Problems to solve
#1 Answer these questions about the fishing forum thread.
(a) How long was the fish StuckAtHome threw back?
(b) How much did the bass Dan caught at Home Stead park weigh?
(c) During which hours was KDOG1976 at Howard Rd?
#2 Pick up the fishing forum thread after its final sentence and carry it on.

## begin Source excerpt

One of me in my PINK shirt, with like a 16-17"....we caught a buttload this size.









Joe_joe with a nice one:









The Dagga with one..I just like the raft and the river in the background...and the reflection in the glasses of me taking the pic:


----------



## StuckAtHome (Apr 29, 2004)

I haven't downloaded mine from the camera yet, jeesh....

I'll get to it tonight or tomorrow. Like Andy told me in PA, fishing was so good I stopped taking pics of any fish, threw a 19.5" back so I could get another. We even got a see a bikini hatch on our float Andy.

Stuck


----------



## SPEAKSUP (Feb 19, 2009)

Fishing spots are going to get out to the slob fishermen no matter what. 

Someones friend was fishing went down a trail and hit this spot produced good fish. 

It don't even have to be on a board cause someone is going to share. People taking it to serious. 

Want to do something about it. I know I have gotten into multiple confrontations yelling at guys and kids to pick their thrash up. I have picked countless chicken liver containers up. 

Gotten into a fight with a guy at a private pond. We pulled up and he was throwing tires into the water. Take a stand and quit being so passive. 

Tell people to quit taking fish. Like when I was at Home Stead park a couple of days ago. Dan caught a nice 3.2 lb. Bass which is decent coming out of there. Asian guy comes over and asked if he could keep it. 

NO need to take a stand see someone thrashing call the cops or ODNR. I know Ive called Plain City cops and Marysville cops for kids drinking and tearing up spots. 

Be Active not Passive and teach fellow anglers to Respect the land.


----------



## TightLine (Apr 15, 2004)

KDOG1976 said:


> Unlike alot of people on here I am going to post when i find a great spot. I realize that might mean more fishing pressure and people, but at the same time I would love to know good spots from other fisherman so i am paying it forward. I now LOVE howard rd. I went there last night from 8-11PM. Caught 2 dozen crappie, half were 10-11 inch keepers. Caught three 3-6 pound flatheads, a couple largemouth i threw back, and an 18inch fishohio White bass. All in all very successful. There were 2 other guys close by and they both caught a few decent cats too.

## end Source excerpt
## begin Listing

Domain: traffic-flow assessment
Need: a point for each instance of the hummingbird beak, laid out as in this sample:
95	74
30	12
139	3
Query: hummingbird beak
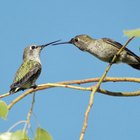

## end Listing

Results in order
#1
(a) 19.5"
(b) 3.2 lb.
(c) From 8 to 11PM

#2
I strongly agree with those who are willing to share a hole by PM but never on the main. I understand and appreciate your generosity up to the point that the next hole you decide to blow up maybe one of MY honey holes!
Don't get me wrong, like most I'll help anyone I can out, even though it bites me in the butt half the time.
One of the worst feelings in the world for me is to show someone a great spot off the beaten path, what to use, how and even why. Then a few days or weeks later you finally break free of the grind and heading to your great spot, only to get there and find your student and six of his best friends elbow to elbow... He did say "thanks"..for what it's worth.


----------



## Chef (Aug 28, 2008)

My friend just gave me his trout honey hole info. 
Lat: 39.02875232357484
Long: 141.1025619506836
He said "No need to say thanks, have fun and good luck". He convinced me that trout over there are popping baits like candy .


----------



## JamesT (Jul 22, 2005)

Chef said:


> My friend just gave me his trout honey hole info.
> Lat: 39.02875232357484
> Long: 141.1025619506836
> He said "No need to say thanks, have fun and good luck". He convinced me that trout over there are popping baits like candy .


this reminds me of when GPS Savvvy Guy was trying to sell his GPS honeyholes for $5 each. What a dufus.


----------



## andyman (Jul 12, 2005)

SPEAKSUP said:


> Fishing spots are going to get out to the slob fishermen no matter what.
> 
> Someones friend was fishing went down a trail and hit this spot produced good fish.
> 
> ...


Who are you speaking to?

MAYBE spots will get out to slob fisherman no matter what, but CERTAINLY broadcasting it on a Ohio fishing site with 3,000+ visitors will get the word out ...and quickly.

Most of my really, really good spots have remained between a handful of friends for several years. They certainly aren't mentioned on here by us or anyone else from what I've seen. It can be done.

As far as education. Give me a break. I haver two comments on that:
1. I volunteer for multiple organizations that teach kids to fish, organize river clean ups, and fight for the environmental issues surrounding our sport. I do more than my fair share.
2. Slobs are slobs. And a good talking to, or yelling at them in front of their kids, isn't going to change that. And it's dangerous to confront someone breaking the law in the outdoors. 

I'll gladly continue zipping it up and volunteering and sharing in other ways besides public broadcasting.


----------



## ohiohunter43015 (Feb 23, 2009)

I saw one of my spots broadcast on this site last month, since then I have ran into 13 different people that I have never seen before some as far away as Obetz 40+miles. I talked to everyone and said the same I read about it on the internet. It makes me sick. I enjoy helping people and alot of people will tell you that I have helped them as well and I will continue to do so via phone and PM. I have seen first hand what lurkers and even a few posters can do to a very good place to fish. 

To the guy that left tires on the bank... I did a little research and they are at home now in your swimming pool.


----------



## andyman (Jul 12, 2005)

ohiohunter43015 said:


> To the guy that left tires on the bank... I did a little research and they are at home now in your swimming pool.


That was nice of you to help him get those back home... AND clean the tires for him in the pool.


----------



## StuckAtHome (Apr 29, 2004)

Is it sat yet? Heading south...


----------



## SPEAKSUP (Feb 19, 2009)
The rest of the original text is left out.